Task material.

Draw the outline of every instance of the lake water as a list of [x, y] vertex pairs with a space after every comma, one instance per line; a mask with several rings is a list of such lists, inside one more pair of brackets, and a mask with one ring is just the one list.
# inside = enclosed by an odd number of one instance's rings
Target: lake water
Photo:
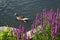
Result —
[[[29, 30], [36, 13], [40, 13], [43, 8], [55, 10], [59, 7], [60, 0], [0, 0], [0, 26], [17, 28], [23, 24], [26, 30]], [[14, 13], [30, 18], [29, 22], [17, 21]]]

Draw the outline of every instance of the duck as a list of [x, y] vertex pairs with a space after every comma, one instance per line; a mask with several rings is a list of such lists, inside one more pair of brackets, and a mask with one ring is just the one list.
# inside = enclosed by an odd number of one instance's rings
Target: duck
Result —
[[28, 20], [29, 20], [29, 18], [27, 18], [27, 17], [24, 17], [24, 16], [19, 16], [18, 14], [14, 14], [15, 16], [16, 16], [16, 19], [18, 20], [18, 21], [23, 21], [23, 22], [28, 22]]

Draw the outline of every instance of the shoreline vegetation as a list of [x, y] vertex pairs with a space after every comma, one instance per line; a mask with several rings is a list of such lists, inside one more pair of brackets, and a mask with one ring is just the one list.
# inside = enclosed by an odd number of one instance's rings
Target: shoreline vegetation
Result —
[[57, 8], [56, 12], [43, 9], [42, 14], [37, 13], [31, 30], [26, 33], [24, 25], [18, 29], [0, 27], [0, 30], [0, 40], [60, 40], [60, 9]]

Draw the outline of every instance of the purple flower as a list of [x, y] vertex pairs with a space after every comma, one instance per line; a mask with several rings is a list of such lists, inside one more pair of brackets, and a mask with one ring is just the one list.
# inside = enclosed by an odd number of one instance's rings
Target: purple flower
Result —
[[46, 18], [46, 16], [47, 16], [46, 15], [47, 14], [46, 9], [43, 9], [43, 12], [42, 13], [43, 13], [43, 17]]
[[27, 40], [27, 34], [24, 34], [23, 39]]
[[52, 35], [53, 36], [56, 36], [58, 34], [57, 32], [55, 32], [55, 27], [52, 27], [52, 30], [51, 31], [52, 31]]

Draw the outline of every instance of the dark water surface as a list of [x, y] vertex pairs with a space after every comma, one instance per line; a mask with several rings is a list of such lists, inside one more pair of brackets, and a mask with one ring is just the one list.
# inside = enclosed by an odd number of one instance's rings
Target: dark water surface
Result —
[[[40, 13], [43, 8], [55, 10], [59, 7], [60, 0], [0, 0], [0, 26], [9, 25], [17, 28], [23, 24], [28, 30], [36, 13]], [[17, 21], [14, 13], [30, 18], [29, 22]]]

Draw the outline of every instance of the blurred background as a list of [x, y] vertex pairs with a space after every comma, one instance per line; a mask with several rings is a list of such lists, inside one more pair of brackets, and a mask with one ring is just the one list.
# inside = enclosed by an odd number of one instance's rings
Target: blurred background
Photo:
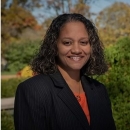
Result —
[[109, 70], [106, 85], [117, 130], [130, 130], [130, 0], [1, 0], [1, 128], [14, 130], [17, 85], [34, 74], [33, 55], [53, 18], [80, 13], [93, 21]]

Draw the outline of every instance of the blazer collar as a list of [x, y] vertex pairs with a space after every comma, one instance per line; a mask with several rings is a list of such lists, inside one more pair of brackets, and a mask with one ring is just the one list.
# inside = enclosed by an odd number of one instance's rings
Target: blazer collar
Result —
[[[84, 86], [85, 93], [87, 93], [86, 91], [88, 90], [88, 88], [86, 89], [86, 87], [90, 87], [90, 85], [85, 77], [86, 76], [81, 77], [81, 82]], [[66, 106], [68, 106], [68, 108], [76, 116], [76, 118], [84, 127], [84, 130], [89, 130], [90, 126], [88, 124], [87, 118], [59, 70], [56, 71], [54, 74], [50, 74], [50, 78], [52, 79], [56, 87], [62, 88], [61, 91], [57, 93], [58, 97], [66, 104]]]

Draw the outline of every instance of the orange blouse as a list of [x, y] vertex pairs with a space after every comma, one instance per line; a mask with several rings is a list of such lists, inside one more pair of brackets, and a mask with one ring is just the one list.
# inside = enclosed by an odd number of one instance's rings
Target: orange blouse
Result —
[[[74, 93], [74, 95], [77, 96], [77, 94], [75, 94], [75, 93]], [[81, 93], [80, 97], [81, 97], [81, 100], [78, 102], [79, 102], [80, 106], [82, 107], [82, 109], [83, 109], [83, 111], [88, 119], [88, 122], [90, 124], [90, 114], [89, 114], [89, 108], [88, 108], [88, 103], [87, 103], [85, 93]]]

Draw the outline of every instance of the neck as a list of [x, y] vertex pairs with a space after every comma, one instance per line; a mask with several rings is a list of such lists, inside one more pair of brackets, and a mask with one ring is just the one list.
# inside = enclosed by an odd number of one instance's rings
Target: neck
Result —
[[58, 66], [60, 73], [66, 81], [79, 82], [80, 81], [80, 70], [65, 70]]

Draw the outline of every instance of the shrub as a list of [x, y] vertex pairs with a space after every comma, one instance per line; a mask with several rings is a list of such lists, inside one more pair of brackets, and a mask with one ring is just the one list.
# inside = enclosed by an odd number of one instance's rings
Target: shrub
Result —
[[5, 71], [18, 72], [28, 65], [39, 48], [39, 41], [27, 41], [24, 43], [12, 43], [6, 49], [5, 59], [7, 67]]
[[1, 98], [14, 97], [17, 86], [25, 78], [13, 78], [1, 80]]

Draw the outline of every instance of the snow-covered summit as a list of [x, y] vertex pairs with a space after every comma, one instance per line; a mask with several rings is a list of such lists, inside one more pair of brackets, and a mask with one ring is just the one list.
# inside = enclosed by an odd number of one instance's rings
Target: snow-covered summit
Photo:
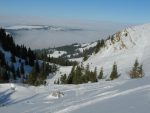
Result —
[[[97, 54], [93, 54], [84, 65], [104, 68], [105, 75], [109, 75], [114, 62], [118, 65], [119, 72], [128, 78], [129, 72], [136, 58], [143, 64], [145, 70], [150, 66], [150, 24], [130, 27], [115, 33], [106, 41], [106, 46]], [[146, 71], [148, 73], [148, 71]], [[147, 75], [147, 74], [146, 74]]]

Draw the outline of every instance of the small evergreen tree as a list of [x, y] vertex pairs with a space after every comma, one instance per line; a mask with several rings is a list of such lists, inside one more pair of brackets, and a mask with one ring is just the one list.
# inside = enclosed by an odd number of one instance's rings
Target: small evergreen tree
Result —
[[102, 79], [103, 78], [103, 67], [101, 67], [100, 73], [98, 75], [98, 79]]
[[61, 83], [62, 84], [66, 84], [67, 83], [67, 76], [66, 76], [66, 74], [64, 74], [64, 75], [61, 75], [61, 77], [60, 77], [60, 81], [61, 81]]
[[138, 59], [135, 60], [129, 74], [131, 78], [142, 78], [144, 76], [143, 66], [139, 64]]
[[116, 62], [113, 64], [113, 68], [112, 68], [112, 72], [110, 74], [110, 79], [111, 80], [114, 80], [118, 78], [118, 71], [117, 71], [117, 64]]

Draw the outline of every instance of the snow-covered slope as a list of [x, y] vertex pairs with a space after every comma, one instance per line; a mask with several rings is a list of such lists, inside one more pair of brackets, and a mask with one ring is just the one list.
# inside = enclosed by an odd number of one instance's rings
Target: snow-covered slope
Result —
[[[150, 77], [82, 85], [0, 85], [1, 113], [149, 113]], [[64, 95], [50, 98], [52, 92]]]
[[113, 35], [113, 40], [106, 41], [106, 47], [93, 54], [84, 65], [91, 68], [104, 68], [109, 76], [114, 62], [118, 65], [121, 78], [128, 78], [128, 72], [137, 58], [144, 66], [145, 75], [150, 74], [150, 24], [127, 28]]
[[58, 58], [64, 54], [67, 54], [66, 51], [54, 51], [52, 54], [48, 54], [47, 57]]
[[[113, 81], [80, 85], [55, 85], [53, 81], [71, 67], [60, 67], [47, 86], [31, 87], [0, 85], [0, 112], [2, 113], [149, 113], [150, 111], [150, 24], [127, 28], [107, 40], [106, 47], [93, 54], [84, 65], [103, 66], [105, 76], [114, 62], [121, 73]], [[143, 63], [145, 76], [126, 79], [135, 59]], [[60, 98], [50, 98], [53, 92], [62, 92]]]

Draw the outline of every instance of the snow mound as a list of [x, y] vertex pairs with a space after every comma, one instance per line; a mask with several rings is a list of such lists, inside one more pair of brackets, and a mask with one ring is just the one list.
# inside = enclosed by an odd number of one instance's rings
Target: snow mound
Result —
[[47, 56], [48, 57], [53, 57], [53, 58], [58, 58], [58, 57], [60, 57], [64, 54], [67, 54], [67, 52], [66, 51], [54, 51], [54, 53], [48, 54]]
[[61, 97], [64, 97], [64, 94], [62, 92], [54, 91], [47, 98], [48, 99], [59, 99]]

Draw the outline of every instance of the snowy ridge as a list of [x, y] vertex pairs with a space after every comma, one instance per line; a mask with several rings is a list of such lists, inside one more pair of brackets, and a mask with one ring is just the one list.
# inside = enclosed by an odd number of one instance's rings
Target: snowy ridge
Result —
[[127, 28], [114, 34], [113, 40], [107, 40], [106, 47], [97, 54], [93, 54], [84, 62], [84, 65], [89, 64], [92, 69], [97, 67], [98, 70], [103, 67], [105, 76], [109, 76], [112, 65], [116, 62], [122, 77], [128, 78], [126, 75], [136, 58], [143, 63], [144, 67], [150, 66], [150, 63], [146, 62], [146, 59], [150, 59], [149, 31], [150, 24], [146, 24]]
[[[107, 40], [106, 47], [93, 54], [83, 64], [91, 69], [104, 68], [109, 77], [112, 65], [117, 63], [121, 73], [113, 81], [79, 85], [53, 84], [60, 75], [69, 74], [71, 66], [60, 67], [47, 86], [0, 84], [0, 112], [2, 113], [149, 113], [150, 111], [150, 24], [127, 28]], [[127, 34], [126, 34], [127, 33]], [[119, 35], [119, 36], [118, 36]], [[145, 76], [128, 79], [128, 71], [135, 59], [143, 64]], [[64, 95], [52, 99], [55, 91]], [[50, 98], [48, 98], [50, 96]]]

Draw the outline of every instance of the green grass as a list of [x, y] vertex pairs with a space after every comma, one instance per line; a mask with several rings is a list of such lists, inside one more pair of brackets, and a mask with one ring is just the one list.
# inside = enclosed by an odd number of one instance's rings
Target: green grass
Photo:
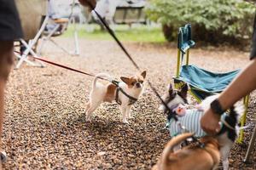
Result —
[[[93, 31], [89, 31], [92, 30]], [[73, 36], [73, 26], [69, 26], [63, 37]], [[78, 25], [79, 37], [90, 40], [112, 40], [107, 31], [102, 31], [97, 25]], [[122, 42], [164, 42], [166, 39], [160, 26], [150, 27], [144, 25], [134, 26], [130, 28], [128, 26], [121, 25], [114, 26], [114, 32]]]

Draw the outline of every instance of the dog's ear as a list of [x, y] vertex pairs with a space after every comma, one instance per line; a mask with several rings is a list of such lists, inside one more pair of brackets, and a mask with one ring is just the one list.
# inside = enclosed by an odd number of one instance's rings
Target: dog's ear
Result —
[[172, 83], [170, 83], [170, 85], [169, 85], [168, 92], [169, 92], [169, 95], [172, 96], [173, 94], [173, 88], [172, 88]]
[[143, 78], [146, 78], [146, 74], [147, 74], [147, 71], [143, 71], [141, 75]]
[[180, 94], [182, 95], [182, 97], [183, 99], [187, 99], [188, 91], [189, 91], [189, 87], [188, 87], [188, 84], [185, 83], [185, 85], [183, 87], [182, 87], [182, 89], [180, 91]]
[[127, 84], [127, 85], [130, 85], [131, 83], [130, 83], [130, 78], [127, 78], [127, 77], [125, 77], [125, 76], [121, 76], [120, 77], [120, 79], [124, 82], [125, 82], [125, 84]]

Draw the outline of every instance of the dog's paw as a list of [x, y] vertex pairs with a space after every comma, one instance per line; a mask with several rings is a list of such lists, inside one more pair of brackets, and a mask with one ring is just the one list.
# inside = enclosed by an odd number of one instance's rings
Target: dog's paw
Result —
[[127, 121], [127, 119], [123, 119], [123, 123], [129, 124], [129, 122]]
[[164, 110], [165, 110], [165, 106], [164, 106], [164, 105], [160, 105], [160, 106], [158, 108], [158, 110], [160, 110], [160, 111], [164, 111]]
[[86, 115], [85, 120], [86, 120], [87, 122], [90, 122], [90, 116]]
[[132, 119], [134, 118], [134, 116], [132, 116], [131, 115], [128, 115], [128, 119]]

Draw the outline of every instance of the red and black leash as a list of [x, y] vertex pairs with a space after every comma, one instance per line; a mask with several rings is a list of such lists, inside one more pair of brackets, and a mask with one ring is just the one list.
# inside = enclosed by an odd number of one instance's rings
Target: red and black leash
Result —
[[[14, 52], [15, 52], [15, 53], [17, 53], [17, 54], [21, 54], [21, 53], [19, 52], [19, 51], [14, 51]], [[45, 63], [48, 63], [48, 64], [50, 64], [50, 65], [58, 66], [58, 67], [61, 67], [61, 68], [64, 68], [64, 69], [67, 69], [67, 70], [69, 70], [69, 71], [73, 71], [79, 72], [79, 73], [81, 73], [81, 74], [84, 74], [84, 75], [87, 75], [87, 76], [89, 76], [98, 77], [99, 79], [111, 82], [111, 80], [108, 80], [108, 79], [106, 79], [106, 78], [103, 78], [103, 77], [101, 77], [101, 76], [96, 76], [94, 75], [94, 74], [90, 74], [90, 73], [87, 73], [87, 72], [84, 72], [84, 71], [79, 71], [79, 70], [77, 70], [77, 69], [73, 69], [73, 68], [71, 68], [71, 67], [69, 67], [69, 66], [66, 66], [66, 65], [61, 65], [61, 64], [58, 64], [58, 63], [55, 63], [55, 62], [53, 62], [53, 61], [49, 61], [49, 60], [45, 60], [45, 59], [42, 59], [42, 58], [35, 57], [35, 56], [31, 56], [31, 57], [33, 58], [33, 59], [35, 59], [35, 60], [40, 60], [40, 61], [43, 61], [43, 62], [45, 62]]]
[[[137, 68], [137, 71], [141, 71], [141, 69], [138, 66], [138, 65], [134, 61], [134, 60], [132, 59], [132, 57], [130, 55], [130, 54], [128, 53], [128, 51], [126, 50], [126, 48], [125, 48], [125, 46], [122, 44], [122, 42], [116, 37], [115, 33], [110, 28], [110, 26], [106, 22], [106, 20], [104, 19], [102, 19], [102, 17], [95, 10], [93, 5], [91, 4], [91, 3], [90, 1], [86, 1], [86, 2], [89, 4], [90, 8], [95, 12], [95, 14], [100, 19], [101, 22], [103, 24], [103, 26], [105, 26], [105, 28], [107, 29], [107, 31], [108, 31], [108, 33], [112, 36], [112, 37], [115, 40], [115, 42], [118, 43], [118, 45], [120, 47], [120, 48], [123, 50], [123, 52], [126, 54], [126, 56], [131, 61], [131, 63], [133, 64], [133, 65]], [[160, 102], [162, 103], [162, 105], [164, 105], [165, 107], [167, 110], [170, 110], [169, 107], [167, 106], [167, 105], [166, 104], [166, 102], [162, 99], [162, 98], [160, 95], [160, 94], [156, 91], [155, 88], [152, 85], [151, 82], [149, 80], [148, 80], [147, 82], [148, 82], [150, 88], [154, 93], [154, 94], [159, 98], [159, 99], [160, 100]], [[171, 112], [172, 110], [170, 110], [169, 111]], [[177, 115], [172, 114], [171, 116], [173, 117], [175, 119], [175, 121], [177, 121]]]

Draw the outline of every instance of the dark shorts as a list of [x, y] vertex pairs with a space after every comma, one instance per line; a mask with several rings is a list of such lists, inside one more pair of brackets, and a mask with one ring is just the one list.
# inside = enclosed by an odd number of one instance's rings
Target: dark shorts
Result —
[[22, 29], [14, 0], [0, 0], [0, 41], [22, 37]]
[[250, 59], [254, 59], [256, 57], [256, 15], [254, 18], [253, 24], [253, 43], [252, 43], [252, 52], [250, 54]]

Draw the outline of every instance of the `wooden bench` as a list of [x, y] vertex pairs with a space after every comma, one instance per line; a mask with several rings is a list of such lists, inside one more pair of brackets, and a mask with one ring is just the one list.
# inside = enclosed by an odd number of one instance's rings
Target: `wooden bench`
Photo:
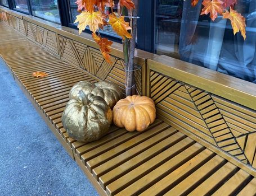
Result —
[[[69, 91], [81, 80], [108, 80], [123, 87], [120, 45], [114, 46], [118, 49], [111, 54], [116, 59], [109, 68], [111, 71], [105, 71], [109, 73], [105, 76], [97, 74], [98, 70], [95, 72], [92, 65], [101, 61], [100, 54], [86, 34], [79, 38], [75, 30], [46, 24], [8, 10], [0, 10], [1, 15], [2, 58], [24, 94], [100, 195], [256, 194], [253, 161], [256, 158], [254, 92], [248, 95], [242, 91], [249, 90], [241, 90], [239, 95], [244, 98], [233, 97], [230, 92], [236, 91], [221, 85], [221, 81], [217, 83], [213, 75], [208, 82], [212, 86], [207, 87], [204, 75], [211, 75], [211, 71], [190, 70], [191, 65], [187, 67], [177, 60], [150, 57], [145, 53], [145, 59], [151, 59], [147, 60], [147, 71], [142, 68], [137, 73], [137, 92], [153, 99], [158, 118], [143, 133], [130, 133], [113, 125], [102, 139], [80, 143], [69, 137], [61, 123]], [[83, 41], [87, 38], [89, 44], [84, 46]], [[78, 55], [82, 52], [85, 52], [83, 59]], [[143, 52], [137, 52], [136, 63], [145, 66], [147, 60], [139, 57]], [[49, 76], [33, 77], [32, 73], [37, 71], [46, 71]], [[231, 78], [221, 76], [223, 80]], [[210, 92], [201, 90], [206, 88]], [[216, 95], [219, 91], [227, 95], [220, 97]], [[243, 102], [247, 108], [232, 101]], [[227, 124], [233, 126], [227, 129], [224, 127]], [[230, 130], [244, 133], [234, 139], [228, 132]], [[251, 133], [246, 134], [246, 130]], [[246, 139], [242, 140], [245, 136]], [[242, 148], [236, 146], [242, 142]]]

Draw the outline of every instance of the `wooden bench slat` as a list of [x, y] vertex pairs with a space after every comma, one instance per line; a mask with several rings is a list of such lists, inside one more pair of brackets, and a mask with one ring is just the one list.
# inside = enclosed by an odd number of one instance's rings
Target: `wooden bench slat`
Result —
[[[47, 30], [30, 23], [29, 25], [32, 28], [40, 29], [41, 35]], [[112, 125], [108, 133], [97, 141], [89, 143], [78, 142], [69, 137], [61, 122], [69, 100], [70, 90], [82, 80], [94, 83], [101, 80], [74, 65], [79, 66], [80, 61], [83, 64], [91, 63], [87, 68], [96, 72], [91, 64], [102, 64], [102, 55], [97, 49], [90, 48], [93, 59], [86, 59], [88, 55], [78, 59], [73, 55], [69, 42], [74, 42], [80, 55], [86, 46], [68, 39], [68, 47], [60, 56], [54, 32], [51, 31], [51, 36], [44, 43], [35, 43], [35, 38], [31, 29], [28, 33], [28, 37], [24, 37], [24, 34], [0, 22], [0, 54], [37, 111], [78, 164], [98, 186], [101, 194], [147, 196], [256, 193], [255, 178], [169, 125], [172, 124], [170, 120], [181, 128], [190, 127], [191, 123], [194, 123], [198, 130], [191, 131], [200, 130], [201, 136], [213, 143], [215, 141], [212, 141], [211, 134], [206, 130], [208, 126], [200, 120], [203, 115], [208, 125], [212, 127], [210, 131], [216, 141], [221, 142], [218, 144], [242, 160], [245, 157], [239, 155], [239, 149], [227, 132], [227, 125], [233, 134], [251, 131], [256, 122], [253, 113], [240, 108], [230, 109], [228, 103], [213, 96], [216, 104], [219, 105], [220, 110], [216, 110], [212, 101], [201, 90], [193, 87], [181, 87], [175, 81], [151, 72], [151, 95], [158, 104], [158, 115], [166, 123], [156, 119], [147, 132], [141, 133], [128, 132], [124, 128]], [[43, 46], [40, 45], [42, 44]], [[101, 79], [115, 82], [124, 89], [124, 66], [121, 60], [115, 60], [115, 66], [104, 63], [95, 74]], [[110, 69], [110, 73], [105, 75], [104, 72]], [[35, 78], [32, 76], [35, 71], [45, 71], [48, 76]], [[136, 85], [141, 85], [140, 77], [136, 75], [134, 78]], [[169, 95], [167, 90], [176, 90]], [[166, 97], [165, 101], [158, 103], [162, 97]], [[200, 113], [195, 109], [194, 101], [201, 110]], [[167, 111], [167, 108], [170, 110]], [[227, 124], [222, 124], [219, 120], [221, 119], [219, 111]], [[239, 111], [243, 114], [237, 117]], [[172, 114], [167, 115], [167, 112]], [[235, 118], [236, 123], [232, 120]], [[246, 128], [242, 133], [241, 127]], [[251, 160], [253, 158], [251, 156]]]
[[250, 175], [240, 170], [227, 181], [226, 181], [219, 189], [215, 192], [212, 195], [231, 195], [234, 194], [236, 190], [239, 188], [240, 186], [242, 185], [250, 179]]
[[[214, 156], [211, 151], [205, 149], [170, 174], [141, 193], [141, 195], [163, 194], [182, 181], [186, 176], [202, 166]], [[177, 160], [177, 159], [175, 159]], [[179, 160], [179, 159], [178, 159]]]
[[[109, 151], [106, 152], [97, 157], [88, 161], [86, 163], [86, 165], [88, 168], [89, 168], [90, 170], [92, 170], [95, 167], [99, 166], [114, 157], [118, 156], [121, 153], [124, 155], [123, 152], [129, 151], [131, 148], [134, 146], [137, 146], [136, 148], [138, 148], [138, 149], [142, 149], [142, 148], [140, 148], [140, 145], [141, 143], [143, 143], [143, 141], [145, 140], [149, 140], [151, 137], [162, 131], [166, 130], [169, 127], [169, 126], [165, 123], [163, 123], [158, 126], [155, 127], [152, 129], [147, 130], [147, 132], [146, 132], [144, 134], [140, 134], [138, 136], [136, 136], [133, 138], [132, 140], [128, 140], [127, 142], [123, 142]], [[138, 152], [135, 152], [134, 151], [134, 154], [133, 155], [134, 156], [136, 155], [137, 153], [138, 153]]]

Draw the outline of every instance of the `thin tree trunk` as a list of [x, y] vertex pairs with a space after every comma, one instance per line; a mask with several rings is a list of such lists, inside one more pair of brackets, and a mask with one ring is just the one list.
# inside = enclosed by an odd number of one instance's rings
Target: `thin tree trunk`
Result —
[[[125, 16], [128, 16], [128, 10], [125, 6], [123, 6], [122, 11], [122, 15]], [[130, 22], [129, 18], [124, 18], [124, 21], [127, 22]], [[125, 38], [123, 41], [123, 51], [124, 53], [124, 67], [126, 70], [128, 70], [128, 63], [129, 63], [129, 40]], [[127, 78], [127, 72], [125, 72], [125, 78]], [[126, 82], [126, 81], [125, 81]]]
[[132, 11], [132, 39], [130, 41], [129, 49], [129, 63], [126, 74], [126, 96], [132, 95], [135, 94], [134, 71], [134, 58], [137, 32], [137, 16], [138, 16], [138, 6], [139, 0], [134, 0], [135, 9]]

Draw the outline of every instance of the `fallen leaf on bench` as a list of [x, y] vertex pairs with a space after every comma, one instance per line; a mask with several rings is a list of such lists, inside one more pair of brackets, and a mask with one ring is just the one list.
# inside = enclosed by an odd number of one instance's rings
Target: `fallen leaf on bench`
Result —
[[47, 76], [48, 74], [47, 74], [46, 72], [35, 72], [33, 73], [33, 75], [36, 77], [38, 77]]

Work instructions. Copy every line from the start of the data up to and including the line containing "22], [17, 21]]]". Multiply each coordinate in the answers by 1.15 and round it to a whole number, rounding halves up, while keeping all other text unchanged and leaving the pictures out.

Problem solution.
Draw the outline of every instance of the lake water as a list of [x, y] vertex pairs with a space after every comma, one instance per line; a mask with several rings is a list of such lists, inside one more pair of brackets, and a mask with one ring is just the one list.
# inside = enclosed by an odd number of one instance's rings
Target: lake water
Photo:
Result —
[[[33, 35], [41, 15], [46, 15], [49, 9], [63, 12], [68, 8], [69, 0], [0, 0], [0, 30], [20, 32], [26, 28], [30, 35]], [[16, 15], [35, 21], [33, 25], [20, 24]]]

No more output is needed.